The required output is the complete listing, copied word for word.

======

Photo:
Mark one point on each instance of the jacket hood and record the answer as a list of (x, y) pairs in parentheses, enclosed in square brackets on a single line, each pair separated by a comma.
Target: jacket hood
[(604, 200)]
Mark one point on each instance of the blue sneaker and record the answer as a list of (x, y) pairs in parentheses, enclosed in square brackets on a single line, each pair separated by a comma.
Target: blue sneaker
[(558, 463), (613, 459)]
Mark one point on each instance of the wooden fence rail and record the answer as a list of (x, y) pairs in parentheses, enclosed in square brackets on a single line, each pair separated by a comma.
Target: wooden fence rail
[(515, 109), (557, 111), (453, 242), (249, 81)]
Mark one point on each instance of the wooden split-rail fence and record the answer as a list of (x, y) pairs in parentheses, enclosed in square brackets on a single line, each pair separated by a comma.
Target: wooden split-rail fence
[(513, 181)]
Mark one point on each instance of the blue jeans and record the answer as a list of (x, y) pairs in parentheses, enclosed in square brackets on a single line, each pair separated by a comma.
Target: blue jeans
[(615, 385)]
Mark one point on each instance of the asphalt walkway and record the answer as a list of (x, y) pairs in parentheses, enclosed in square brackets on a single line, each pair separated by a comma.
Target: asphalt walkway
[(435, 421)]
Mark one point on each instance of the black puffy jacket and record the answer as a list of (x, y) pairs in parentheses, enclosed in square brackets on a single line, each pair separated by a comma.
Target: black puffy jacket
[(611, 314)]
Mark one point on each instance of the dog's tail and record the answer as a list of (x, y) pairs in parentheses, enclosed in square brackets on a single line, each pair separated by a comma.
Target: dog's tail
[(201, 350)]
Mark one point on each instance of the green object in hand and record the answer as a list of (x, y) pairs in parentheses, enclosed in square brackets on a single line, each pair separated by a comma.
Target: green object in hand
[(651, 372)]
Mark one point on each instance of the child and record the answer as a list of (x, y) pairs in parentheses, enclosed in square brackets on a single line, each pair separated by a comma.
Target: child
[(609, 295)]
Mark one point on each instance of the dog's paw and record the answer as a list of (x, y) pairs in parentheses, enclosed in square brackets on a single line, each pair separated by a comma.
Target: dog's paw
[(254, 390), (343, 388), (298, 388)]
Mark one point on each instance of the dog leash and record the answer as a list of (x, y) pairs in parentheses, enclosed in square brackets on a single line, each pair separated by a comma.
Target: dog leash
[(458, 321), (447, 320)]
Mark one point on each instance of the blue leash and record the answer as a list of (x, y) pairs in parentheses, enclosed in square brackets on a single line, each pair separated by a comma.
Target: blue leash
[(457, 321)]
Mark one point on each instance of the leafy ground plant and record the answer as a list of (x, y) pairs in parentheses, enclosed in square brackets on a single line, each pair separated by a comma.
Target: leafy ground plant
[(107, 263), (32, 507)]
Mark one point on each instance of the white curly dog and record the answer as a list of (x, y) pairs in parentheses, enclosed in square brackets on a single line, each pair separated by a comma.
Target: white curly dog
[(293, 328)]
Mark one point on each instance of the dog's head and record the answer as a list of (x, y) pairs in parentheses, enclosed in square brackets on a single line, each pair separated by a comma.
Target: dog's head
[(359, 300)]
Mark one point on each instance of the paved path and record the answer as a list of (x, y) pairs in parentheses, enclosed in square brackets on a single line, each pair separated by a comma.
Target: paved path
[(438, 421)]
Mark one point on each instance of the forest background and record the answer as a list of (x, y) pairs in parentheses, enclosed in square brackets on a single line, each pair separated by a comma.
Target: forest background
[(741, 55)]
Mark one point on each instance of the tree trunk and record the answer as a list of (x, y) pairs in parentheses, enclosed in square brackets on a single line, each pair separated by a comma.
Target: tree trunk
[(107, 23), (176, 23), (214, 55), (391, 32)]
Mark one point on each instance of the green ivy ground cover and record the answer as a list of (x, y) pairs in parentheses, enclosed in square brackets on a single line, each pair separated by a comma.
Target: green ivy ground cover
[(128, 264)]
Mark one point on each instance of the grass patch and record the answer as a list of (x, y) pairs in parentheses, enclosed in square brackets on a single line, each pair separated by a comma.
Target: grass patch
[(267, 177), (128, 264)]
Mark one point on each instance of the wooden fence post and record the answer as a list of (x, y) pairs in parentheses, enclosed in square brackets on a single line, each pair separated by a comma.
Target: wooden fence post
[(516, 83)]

======

Final answer |
Photo:
Mark one point on each instance of the jacket hood and record the answer as a list of (x, y) pairs in parentheses, enclosed in square brackets on a single line, each pair separated by a comma.
Target: jacket hood
[(604, 200)]
Mark one point on each instance of the blue sneaker and record the answer as a list of (x, y) pairs in parentheses, enclosed in square brackets on a single line, each pair separated by a comma.
Target: blue sneaker
[(558, 463), (613, 459)]
Mark one point on each instance of the wooden fence rail and record the answer as a list of (x, y) pairs in parentheses, enclosed in square brackets on a single line, each pair separated by a comma.
Target: wooden fence rail
[(515, 109), (557, 111), (453, 242), (249, 81)]
Mark one point on each instance of the wooden split-rail fence and record the answer as a list of (x, y) pairs in parentheses, enclosed in square brackets on a single line, each pair separated by a comma.
Target: wooden split-rail fence
[(513, 181)]
Mark one point on each instance of the blue jeans and record the answer as a list of (x, y) pairs in parentheses, enclosed in square brackets on a single line, each pair separated by a comma.
Target: blue jeans
[(615, 385)]
Mark one point on each instance of the asphalt walkway and record the answer as a list of (x, y) pairs in parentheses, enclosed in square brackets on a single line, each pair separated by a comma.
Target: asphalt walkway
[(435, 421)]
Mark one point on each instance of the black puffy jacket and record the answer as a list of (x, y) pairs in parentheses, enclosed in square brackets on a single line, each pair separated by a comma.
Target: black puffy jacket
[(611, 314)]
Mark one point on each instance of the dog's tail and record the answer as a list of (x, y) pairs in parentheses, enclosed in square brackets on a single line, each pair separated by a comma.
Target: dog's tail
[(201, 350)]
Mark one point on each instance of the green object in hand and record the answer as a list of (x, y) pairs in parentheses, enclosed in square brackets on a single line, each pair separated by a comma.
Target: green object in hand
[(651, 372)]
Mark one point on each instance of the child and record the answer as a list of (x, y) pairs in parentheses, enclosed in square brackets on a single line, each pair separated by a comma.
Target: child
[(609, 295)]
Mark one point on each instance of the dog's paw and record the answer as a list of (x, y) pairs in parentheses, enclosed in square brackets on a single line, each pair separated by a comma.
Target: dog's paw
[(254, 390), (343, 388), (298, 388)]
Mark one point on each instance of the dog leash and record the answer as a list of (x, y) pairs in parentheses, enclosed in square brackets on a single line, each pair separated by a comma.
Target: dog leash
[(458, 321), (447, 320)]
Mark one point on each instance of the blue leash and record the answer as a list of (x, y) pairs in parentheses, enclosed in square brackets on a single line, each pair separated by a comma.
Target: blue leash
[(457, 321)]
Mark one point on each instance of the leafy ground plant and record the answer as a list of (x, y) pairs in parentheses, enclosed in square brackets on a single line, each pair separated by a comma.
Target: leafy ground plant
[(107, 263), (32, 507)]
Mark one point on each instance of the white curly dog and record the answer as a list of (x, y) pairs in parentheses, enclosed in square brackets on a single line, each pair separated by a comma.
Target: white curly dog
[(293, 328)]
Mark one point on each instance of the dog's head and record the answer as a list of (x, y) pairs in parentheses, enclosed in square brackets on a single line, each pair separated by a comma.
Target: dog's head
[(359, 300)]
Mark one point on each instance of the paved path and record the answer as a list of (x, y) pairs in parentheses, enclosed in square brackets on a single line, each pair separated by a comma.
Target: paved path
[(438, 421)]
Mark one point on each instance of the forest background and record the answer as a list of (x, y) pairs in parentheses, enclosed in square brackets on a single line, each pair separated by a comma.
Target: forest background
[(741, 55)]
Mark one point on each instance of the tree trunk and record the answer as a list of (x, y) pairs in parentheses, enclosed in square brackets on a single line, each pair separated by a comma.
Target: tree trunk
[(107, 23), (176, 23), (214, 55), (391, 32)]
Mark one point on each instance of the green ivy ground cover and record the answer as a list of (x, y) pairs in parentheses, enclosed in square brackets on a single line, each pair separated by a comma.
Target: green ivy ground cover
[(128, 264)]
Mark one point on each instance of the grass patch and record the answer as a list of (x, y) pairs in parentheses, enclosed in square brackets on a single line, each pair separated by a comma.
Target: grass patch
[(267, 177), (128, 264)]
Mark one point on each instance of the wooden fence post and record the answer as a list of (x, y) pairs in parentheses, enclosed in square brackets on a single line, each pair separated by a comma.
Target: wooden fence post
[(516, 83)]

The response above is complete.